Since the rates are low and will go up in March, we are doing it now.

We owe $188,000 on our mortgage (house is worth at least $290k) and we also have a HELOC (currently at 3.9%) of approx. $32k.

After being unemployed last year, we also have a credit card balance of $13K (rate going up in July) that we would also like to roll into the mortgage (a cash out for both).

My question is, is this a "smart" thing to do (rolling both the heloc AND the credit card debt into the refinance)?

Thanks for your help!


p.s. my salary is basically covering our mortgage and our kids' tuition, plus some utility bills, etc.
my husband is self employed, so his income goes up and down like the weather!
p.p.s. my Credit score is 740, and I think my husband's is slightly lower, but still above 700.
There are a lot of variables to consider. I will respond were I in your position.

I would NOT move my HELOC. This is at 3.9%. But more than that the monthly payment is calculated via average daily balance. You be be giving up both of these advantages. You also want to keep them separate for other reasons--you can use the HELOC as a shock absorber of shorts--something you dare not do with your home.

# # # # #

TASKS AND EXERCISES:
1: What interest rate does the refinancing post give for the HELOC?
2: Pick up the mortgage refinancing discussion after its last sentence and carry the reply forward.

RECORD EXCERPTS:
# # # # #

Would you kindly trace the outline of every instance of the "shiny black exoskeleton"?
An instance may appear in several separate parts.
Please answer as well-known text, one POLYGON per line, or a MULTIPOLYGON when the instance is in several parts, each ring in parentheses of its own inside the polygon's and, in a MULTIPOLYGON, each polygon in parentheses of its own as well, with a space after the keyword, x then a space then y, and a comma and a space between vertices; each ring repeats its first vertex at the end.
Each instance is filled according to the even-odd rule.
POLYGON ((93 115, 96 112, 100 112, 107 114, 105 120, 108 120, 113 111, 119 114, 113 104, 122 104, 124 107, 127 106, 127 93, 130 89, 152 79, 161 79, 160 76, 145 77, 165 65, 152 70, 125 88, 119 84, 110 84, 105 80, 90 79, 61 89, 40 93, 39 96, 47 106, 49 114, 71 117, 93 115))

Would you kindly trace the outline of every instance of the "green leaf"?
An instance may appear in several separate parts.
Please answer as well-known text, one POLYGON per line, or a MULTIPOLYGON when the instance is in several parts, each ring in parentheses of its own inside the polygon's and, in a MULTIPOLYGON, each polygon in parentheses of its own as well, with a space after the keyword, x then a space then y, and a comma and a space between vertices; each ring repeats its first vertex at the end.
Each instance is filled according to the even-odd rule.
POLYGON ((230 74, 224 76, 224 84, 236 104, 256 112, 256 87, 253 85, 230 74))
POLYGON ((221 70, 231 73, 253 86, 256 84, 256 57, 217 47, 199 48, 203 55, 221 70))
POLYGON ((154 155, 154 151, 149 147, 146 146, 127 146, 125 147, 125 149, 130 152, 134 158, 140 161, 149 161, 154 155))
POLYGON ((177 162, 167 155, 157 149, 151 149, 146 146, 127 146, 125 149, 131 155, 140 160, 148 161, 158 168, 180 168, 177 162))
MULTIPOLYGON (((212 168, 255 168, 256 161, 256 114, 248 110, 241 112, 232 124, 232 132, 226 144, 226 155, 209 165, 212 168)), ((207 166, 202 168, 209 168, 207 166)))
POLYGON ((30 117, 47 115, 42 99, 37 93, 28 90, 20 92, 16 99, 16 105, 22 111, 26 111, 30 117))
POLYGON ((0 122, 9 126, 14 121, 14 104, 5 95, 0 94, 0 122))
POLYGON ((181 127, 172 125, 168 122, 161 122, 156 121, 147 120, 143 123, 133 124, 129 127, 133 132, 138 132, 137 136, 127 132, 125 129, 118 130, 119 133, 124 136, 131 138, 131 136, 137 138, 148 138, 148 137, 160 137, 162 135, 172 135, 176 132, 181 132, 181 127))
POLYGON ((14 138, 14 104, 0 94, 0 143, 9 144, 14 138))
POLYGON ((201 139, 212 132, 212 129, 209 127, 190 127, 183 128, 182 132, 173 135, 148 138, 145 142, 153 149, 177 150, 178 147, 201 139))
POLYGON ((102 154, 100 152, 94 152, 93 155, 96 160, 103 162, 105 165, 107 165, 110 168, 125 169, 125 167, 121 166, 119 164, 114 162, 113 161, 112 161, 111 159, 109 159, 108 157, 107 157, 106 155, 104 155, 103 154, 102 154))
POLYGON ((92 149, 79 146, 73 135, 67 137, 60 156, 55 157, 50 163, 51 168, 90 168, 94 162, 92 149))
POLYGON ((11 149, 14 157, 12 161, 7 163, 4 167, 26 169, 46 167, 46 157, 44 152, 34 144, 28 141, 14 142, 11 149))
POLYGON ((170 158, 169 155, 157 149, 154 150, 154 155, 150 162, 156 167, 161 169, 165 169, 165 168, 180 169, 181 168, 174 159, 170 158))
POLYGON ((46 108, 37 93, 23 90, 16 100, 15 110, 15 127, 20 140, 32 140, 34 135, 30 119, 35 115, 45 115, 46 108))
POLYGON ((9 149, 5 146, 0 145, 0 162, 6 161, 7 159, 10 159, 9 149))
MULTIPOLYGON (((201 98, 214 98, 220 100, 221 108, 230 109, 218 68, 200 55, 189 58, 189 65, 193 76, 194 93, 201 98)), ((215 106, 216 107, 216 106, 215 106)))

# # # # #

OUTPUTS FOR THE TASKS:
1: 3.9%

2:
How about we assume the house is worth $260K (10% less than your claim--just to be conservative)? Adding $13K of CC (must higher rate) would be smart...under ONE Condition. You and your husband swear to each other NEVER to use the house for credit card payments EVER again. A terrible habit that has destroyed millions of family nest eggs in the past four years.

So you will have a mortgage of $201K +/- closing costs, insurance, etc. or about $205K. You will have a $32K HELOC.

This means you will have only $23K in true equity in the home after the refi: $260K-$205K-$32K. You and your husband should emerge from the refi with a renewed sense of purpose to paydown this debt. Add a monthly payment a year and double your HELOC. This will give you breathing room and shorten your payment horizon (if 30 year FRM to 23-24 years).

Good Luck!
S.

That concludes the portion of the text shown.